Excerpt from a dataset:
+-------+
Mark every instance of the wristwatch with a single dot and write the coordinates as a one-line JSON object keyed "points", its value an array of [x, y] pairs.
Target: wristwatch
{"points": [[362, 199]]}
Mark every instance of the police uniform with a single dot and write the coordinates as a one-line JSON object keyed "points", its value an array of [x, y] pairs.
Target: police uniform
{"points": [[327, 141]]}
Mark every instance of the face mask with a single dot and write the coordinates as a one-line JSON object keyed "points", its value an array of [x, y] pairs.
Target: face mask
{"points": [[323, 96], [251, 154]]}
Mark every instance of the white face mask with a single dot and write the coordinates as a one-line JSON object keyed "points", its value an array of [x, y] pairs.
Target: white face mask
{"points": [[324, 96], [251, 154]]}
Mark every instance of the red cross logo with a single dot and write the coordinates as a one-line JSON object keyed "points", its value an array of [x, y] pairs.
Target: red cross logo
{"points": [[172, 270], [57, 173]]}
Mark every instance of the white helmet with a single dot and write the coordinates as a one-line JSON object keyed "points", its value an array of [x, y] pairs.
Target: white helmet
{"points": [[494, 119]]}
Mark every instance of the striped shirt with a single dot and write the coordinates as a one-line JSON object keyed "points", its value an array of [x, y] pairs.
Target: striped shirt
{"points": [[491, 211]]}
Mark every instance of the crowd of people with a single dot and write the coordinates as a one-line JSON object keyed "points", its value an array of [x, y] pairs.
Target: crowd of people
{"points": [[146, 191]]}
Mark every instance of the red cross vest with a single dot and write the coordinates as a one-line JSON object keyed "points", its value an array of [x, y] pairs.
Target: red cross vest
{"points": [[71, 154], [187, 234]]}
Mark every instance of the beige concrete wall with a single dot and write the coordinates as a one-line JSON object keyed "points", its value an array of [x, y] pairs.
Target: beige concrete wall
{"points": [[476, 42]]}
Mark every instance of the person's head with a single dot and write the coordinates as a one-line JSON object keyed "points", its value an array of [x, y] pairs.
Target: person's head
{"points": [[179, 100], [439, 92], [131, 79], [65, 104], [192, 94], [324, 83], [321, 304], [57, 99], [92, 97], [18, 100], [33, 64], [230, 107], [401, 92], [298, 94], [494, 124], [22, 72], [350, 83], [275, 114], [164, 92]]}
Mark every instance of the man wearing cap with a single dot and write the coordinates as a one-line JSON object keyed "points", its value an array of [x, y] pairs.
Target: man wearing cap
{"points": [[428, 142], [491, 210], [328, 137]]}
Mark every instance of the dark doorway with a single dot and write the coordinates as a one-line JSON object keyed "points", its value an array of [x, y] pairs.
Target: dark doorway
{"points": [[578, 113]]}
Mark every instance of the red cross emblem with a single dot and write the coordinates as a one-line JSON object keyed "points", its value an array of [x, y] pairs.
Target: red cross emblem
+-------+
[GOAL]: Multiply every x and y coordinate in the answers by 1.5, rounding to whole numbers with halves going up, and write out the listing starting at the line containing "Mark every instance of the man" and ending at the last line of the listing. Keep every other line unchanged.

[EXERCISE SOLUTION]:
Mark every instance of the man wearing cap with a single dot and write the coordinates as a one-line JSON object keyed "points", its value an array of [x, y] pairs.
Target: man wearing cap
{"points": [[642, 213], [737, 315], [492, 206]]}
Mark every instance of the dark doorway with a single dot and write the coordinates as a one-line JSON object keyed "points", its value an array of [x, y] pairs.
Target: dark doorway
{"points": [[867, 170]]}
Mark every instance of the red cross emblem with a single dot and write the coordinates as a one-line JSON object keyed "points", its value an array of [x, y] pairs.
Target: red cross emblem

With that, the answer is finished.